* _Activity_: The lines wanted run from the first one below through the one with "box: [593, 145, 640, 228]". Return them exactly.

* _Input data_:

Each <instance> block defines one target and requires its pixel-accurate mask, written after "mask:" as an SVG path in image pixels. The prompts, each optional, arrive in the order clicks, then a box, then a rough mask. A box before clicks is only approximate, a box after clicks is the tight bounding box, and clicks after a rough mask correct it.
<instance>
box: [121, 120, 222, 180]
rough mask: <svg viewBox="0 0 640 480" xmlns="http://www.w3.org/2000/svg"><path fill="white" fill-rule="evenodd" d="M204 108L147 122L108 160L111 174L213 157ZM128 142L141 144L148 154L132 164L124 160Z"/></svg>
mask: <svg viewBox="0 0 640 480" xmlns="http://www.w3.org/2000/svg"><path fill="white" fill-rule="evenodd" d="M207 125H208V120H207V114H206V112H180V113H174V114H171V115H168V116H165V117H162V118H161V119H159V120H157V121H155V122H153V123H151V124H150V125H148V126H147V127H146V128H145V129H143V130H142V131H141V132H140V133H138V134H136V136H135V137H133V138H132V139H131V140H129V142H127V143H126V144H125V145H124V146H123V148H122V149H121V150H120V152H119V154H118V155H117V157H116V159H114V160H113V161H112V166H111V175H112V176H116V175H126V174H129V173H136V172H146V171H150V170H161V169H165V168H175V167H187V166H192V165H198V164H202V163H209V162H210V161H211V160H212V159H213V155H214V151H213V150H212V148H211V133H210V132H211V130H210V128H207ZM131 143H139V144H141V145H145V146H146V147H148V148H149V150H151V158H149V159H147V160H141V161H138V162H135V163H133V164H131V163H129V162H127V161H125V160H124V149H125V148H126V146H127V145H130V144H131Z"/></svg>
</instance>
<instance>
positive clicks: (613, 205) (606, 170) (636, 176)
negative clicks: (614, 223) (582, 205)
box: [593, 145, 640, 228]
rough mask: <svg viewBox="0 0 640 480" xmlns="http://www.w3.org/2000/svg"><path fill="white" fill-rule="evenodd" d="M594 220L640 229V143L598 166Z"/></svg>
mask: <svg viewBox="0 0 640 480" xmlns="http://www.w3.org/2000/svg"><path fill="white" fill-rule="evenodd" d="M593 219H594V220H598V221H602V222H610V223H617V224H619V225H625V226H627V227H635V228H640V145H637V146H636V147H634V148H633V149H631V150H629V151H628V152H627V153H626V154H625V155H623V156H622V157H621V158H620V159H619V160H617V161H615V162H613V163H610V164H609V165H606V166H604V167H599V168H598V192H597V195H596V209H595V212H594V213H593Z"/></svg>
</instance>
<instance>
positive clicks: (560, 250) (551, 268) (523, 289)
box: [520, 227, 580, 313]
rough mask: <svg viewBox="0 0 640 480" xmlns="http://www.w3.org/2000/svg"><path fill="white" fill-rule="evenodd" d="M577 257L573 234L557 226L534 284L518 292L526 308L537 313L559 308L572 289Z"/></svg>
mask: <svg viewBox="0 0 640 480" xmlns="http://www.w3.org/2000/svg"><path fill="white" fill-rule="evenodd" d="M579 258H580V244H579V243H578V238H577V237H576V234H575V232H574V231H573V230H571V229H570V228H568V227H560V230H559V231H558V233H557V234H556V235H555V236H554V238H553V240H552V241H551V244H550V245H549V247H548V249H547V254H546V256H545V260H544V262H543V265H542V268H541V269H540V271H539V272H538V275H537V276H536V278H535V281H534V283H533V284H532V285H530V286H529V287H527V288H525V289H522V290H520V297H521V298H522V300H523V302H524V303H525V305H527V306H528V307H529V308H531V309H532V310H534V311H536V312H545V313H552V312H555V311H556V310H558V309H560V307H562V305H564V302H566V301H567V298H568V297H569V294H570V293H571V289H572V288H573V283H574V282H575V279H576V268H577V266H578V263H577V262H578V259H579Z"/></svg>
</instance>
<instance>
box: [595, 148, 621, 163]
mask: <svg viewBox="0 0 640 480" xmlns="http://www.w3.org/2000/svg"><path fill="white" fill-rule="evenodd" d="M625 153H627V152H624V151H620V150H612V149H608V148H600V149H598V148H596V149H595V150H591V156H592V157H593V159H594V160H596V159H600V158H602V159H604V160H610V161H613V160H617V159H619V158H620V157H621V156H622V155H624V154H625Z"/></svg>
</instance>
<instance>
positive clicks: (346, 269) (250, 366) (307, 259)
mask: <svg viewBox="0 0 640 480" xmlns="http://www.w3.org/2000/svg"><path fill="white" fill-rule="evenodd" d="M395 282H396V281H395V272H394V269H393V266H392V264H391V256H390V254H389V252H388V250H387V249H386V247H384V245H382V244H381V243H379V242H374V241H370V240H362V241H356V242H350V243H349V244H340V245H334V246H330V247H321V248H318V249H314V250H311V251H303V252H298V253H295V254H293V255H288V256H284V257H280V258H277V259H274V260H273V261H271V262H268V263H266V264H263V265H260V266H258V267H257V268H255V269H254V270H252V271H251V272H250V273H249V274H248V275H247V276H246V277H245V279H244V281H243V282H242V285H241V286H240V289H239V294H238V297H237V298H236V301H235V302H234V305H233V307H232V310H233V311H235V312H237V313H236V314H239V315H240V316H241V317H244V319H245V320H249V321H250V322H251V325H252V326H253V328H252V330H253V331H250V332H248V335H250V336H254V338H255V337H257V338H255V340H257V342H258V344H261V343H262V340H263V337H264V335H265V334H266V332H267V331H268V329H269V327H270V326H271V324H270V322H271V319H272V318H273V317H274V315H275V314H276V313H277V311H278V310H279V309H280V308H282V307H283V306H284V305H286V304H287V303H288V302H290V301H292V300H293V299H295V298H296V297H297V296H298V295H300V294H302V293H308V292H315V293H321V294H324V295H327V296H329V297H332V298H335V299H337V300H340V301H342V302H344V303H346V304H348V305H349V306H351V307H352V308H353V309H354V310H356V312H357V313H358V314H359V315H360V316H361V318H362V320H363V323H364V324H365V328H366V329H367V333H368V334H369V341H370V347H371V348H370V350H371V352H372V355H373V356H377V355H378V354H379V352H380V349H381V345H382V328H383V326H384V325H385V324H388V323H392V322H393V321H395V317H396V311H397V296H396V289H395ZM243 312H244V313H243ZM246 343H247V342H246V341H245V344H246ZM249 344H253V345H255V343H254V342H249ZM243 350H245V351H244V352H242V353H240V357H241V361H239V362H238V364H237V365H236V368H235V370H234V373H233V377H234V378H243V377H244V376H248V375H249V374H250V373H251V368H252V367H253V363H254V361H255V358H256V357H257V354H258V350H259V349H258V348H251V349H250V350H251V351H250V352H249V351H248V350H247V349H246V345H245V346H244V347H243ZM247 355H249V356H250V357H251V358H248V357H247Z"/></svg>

* _Task answer_:
Each <instance> block defines one target and requires its pixel-accurate mask, written after "mask:" as an SVG path in image pixels. The prompts, each optional, arrive in the order clicks, then a box, then a rough mask. A box before clicks is only approximate, a box after clicks is the tight bounding box, and clicks after a rough mask correct it.
<instance>
box: [121, 120, 222, 180]
rough mask: <svg viewBox="0 0 640 480" xmlns="http://www.w3.org/2000/svg"><path fill="white" fill-rule="evenodd" d="M204 108L147 122L108 160L111 174L213 157ZM128 142L141 144L148 154L132 164L124 160Z"/></svg>
mask: <svg viewBox="0 0 640 480" xmlns="http://www.w3.org/2000/svg"><path fill="white" fill-rule="evenodd" d="M207 125H208V120H207V114H206V112H180V113H174V114H171V115H168V116H165V117H162V118H161V119H159V120H157V121H155V122H153V123H151V124H150V125H148V126H147V127H146V128H145V129H143V130H142V131H141V132H140V133H138V134H136V136H135V137H133V138H132V139H131V140H129V142H127V143H126V144H125V145H124V146H123V148H122V149H121V150H120V152H119V154H118V155H117V157H116V159H114V160H113V161H112V166H111V175H112V176H116V175H126V174H129V173H136V172H146V171H150V170H161V169H165V168H175V167H187V166H192V165H198V164H202V163H209V162H210V161H211V160H212V159H213V155H214V151H213V150H212V148H211V133H210V132H211V130H210V128H207ZM131 143H139V144H141V145H145V146H146V147H148V148H149V150H151V158H149V159H147V160H141V161H138V162H135V163H133V164H131V163H129V162H127V161H125V160H124V149H125V148H126V146H127V145H130V144H131Z"/></svg>
</instance>
<instance>
positive clicks: (613, 205) (606, 170) (636, 176)
negative clicks: (614, 223) (582, 205)
box: [593, 145, 640, 228]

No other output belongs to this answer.